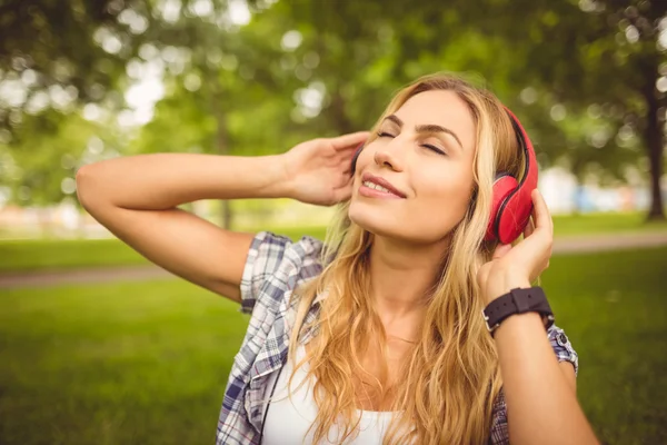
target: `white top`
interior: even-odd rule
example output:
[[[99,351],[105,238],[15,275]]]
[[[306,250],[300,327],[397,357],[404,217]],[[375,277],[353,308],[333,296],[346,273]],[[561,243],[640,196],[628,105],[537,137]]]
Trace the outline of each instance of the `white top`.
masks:
[[[297,348],[297,360],[299,363],[306,355],[306,349],[301,345]],[[311,428],[306,437],[306,432],[317,417],[317,405],[312,396],[313,377],[310,382],[299,385],[306,378],[308,364],[303,364],[295,375],[290,385],[291,398],[287,396],[287,384],[292,374],[292,363],[288,359],[280,370],[278,383],[273,397],[269,400],[267,418],[263,425],[262,445],[298,445],[311,444],[315,428]],[[278,373],[276,373],[278,374]],[[276,377],[271,376],[267,385],[266,398],[270,396]],[[298,390],[295,390],[297,389]],[[347,444],[354,445],[374,445],[381,444],[385,432],[389,428],[392,412],[372,412],[361,411],[359,422],[359,434]],[[337,444],[338,428],[334,426],[329,433],[329,441],[323,444]]]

> **Brief**
Copy the records above word for word, leaving out the pictures.

> **The reply**
target: `white top`
interior: even-odd rule
example output:
[[[99,351],[105,238],[15,275]]]
[[[306,250],[300,327],[397,357],[404,217]],[[375,277],[353,308],[333,296],[346,273]],[[561,243],[640,196],[628,105],[537,137]]]
Trace the outline of each instance of the `white top`.
masks:
[[[297,348],[297,360],[299,363],[306,355],[306,349],[301,345]],[[311,428],[306,437],[306,432],[317,417],[317,405],[312,396],[313,377],[310,382],[299,385],[306,378],[308,364],[303,364],[295,375],[290,385],[291,398],[287,396],[287,384],[292,374],[292,363],[288,359],[280,370],[278,383],[273,397],[269,400],[267,418],[263,425],[262,445],[298,445],[311,444],[315,428]],[[278,373],[276,373],[278,374]],[[276,377],[271,376],[267,385],[266,398],[270,396]],[[298,390],[295,390],[297,389]],[[347,444],[354,445],[374,445],[381,444],[385,432],[389,428],[392,412],[372,412],[361,411],[359,422],[359,434]],[[337,444],[338,428],[334,426],[329,433],[329,441],[323,444]]]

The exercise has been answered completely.